#### Exercise inputs
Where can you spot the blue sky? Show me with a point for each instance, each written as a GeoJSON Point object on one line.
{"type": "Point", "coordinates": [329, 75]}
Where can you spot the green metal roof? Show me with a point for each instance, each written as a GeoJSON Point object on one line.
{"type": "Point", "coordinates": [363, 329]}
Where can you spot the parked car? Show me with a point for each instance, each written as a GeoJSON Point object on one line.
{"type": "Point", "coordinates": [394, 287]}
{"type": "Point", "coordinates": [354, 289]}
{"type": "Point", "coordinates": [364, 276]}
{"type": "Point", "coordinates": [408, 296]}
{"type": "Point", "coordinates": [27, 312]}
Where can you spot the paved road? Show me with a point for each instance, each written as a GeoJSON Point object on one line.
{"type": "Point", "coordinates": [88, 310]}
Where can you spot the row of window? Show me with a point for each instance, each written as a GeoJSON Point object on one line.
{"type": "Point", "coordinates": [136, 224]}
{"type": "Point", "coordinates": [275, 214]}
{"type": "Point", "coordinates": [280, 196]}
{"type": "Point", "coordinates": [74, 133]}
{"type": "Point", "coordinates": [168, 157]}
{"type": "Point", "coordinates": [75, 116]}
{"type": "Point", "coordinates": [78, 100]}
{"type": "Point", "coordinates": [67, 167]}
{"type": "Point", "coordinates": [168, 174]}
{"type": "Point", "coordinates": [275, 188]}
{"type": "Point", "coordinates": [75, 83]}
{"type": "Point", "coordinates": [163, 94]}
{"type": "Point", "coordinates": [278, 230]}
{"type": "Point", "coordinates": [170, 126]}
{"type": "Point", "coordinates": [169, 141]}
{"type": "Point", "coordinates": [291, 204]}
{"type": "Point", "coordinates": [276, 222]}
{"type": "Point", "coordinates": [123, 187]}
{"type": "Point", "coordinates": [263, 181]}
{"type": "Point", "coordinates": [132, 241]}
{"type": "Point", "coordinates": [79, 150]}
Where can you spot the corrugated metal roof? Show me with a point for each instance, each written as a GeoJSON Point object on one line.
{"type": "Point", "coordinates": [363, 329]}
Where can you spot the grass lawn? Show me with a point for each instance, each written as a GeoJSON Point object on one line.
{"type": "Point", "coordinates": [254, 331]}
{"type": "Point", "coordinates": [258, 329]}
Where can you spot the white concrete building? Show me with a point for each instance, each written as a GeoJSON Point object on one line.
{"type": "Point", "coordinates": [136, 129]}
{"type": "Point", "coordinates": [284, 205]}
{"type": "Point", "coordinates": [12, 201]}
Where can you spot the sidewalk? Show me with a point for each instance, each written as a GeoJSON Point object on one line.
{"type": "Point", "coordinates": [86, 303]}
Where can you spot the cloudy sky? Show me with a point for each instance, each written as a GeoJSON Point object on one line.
########
_Exercise directions_
Write out again, exactly as they appear above, the lines from the one containing "Where can you spot the sidewalk?" to the final line, and only those.

_Task answer_
Where can you spot the sidewalk? Show me with a point for each instance, each written as a GeoJSON Point object on one line.
{"type": "Point", "coordinates": [86, 303]}
Where can you spot the cloudy sky? Show me with a point for each instance, each written as a GeoJSON Point object on one line.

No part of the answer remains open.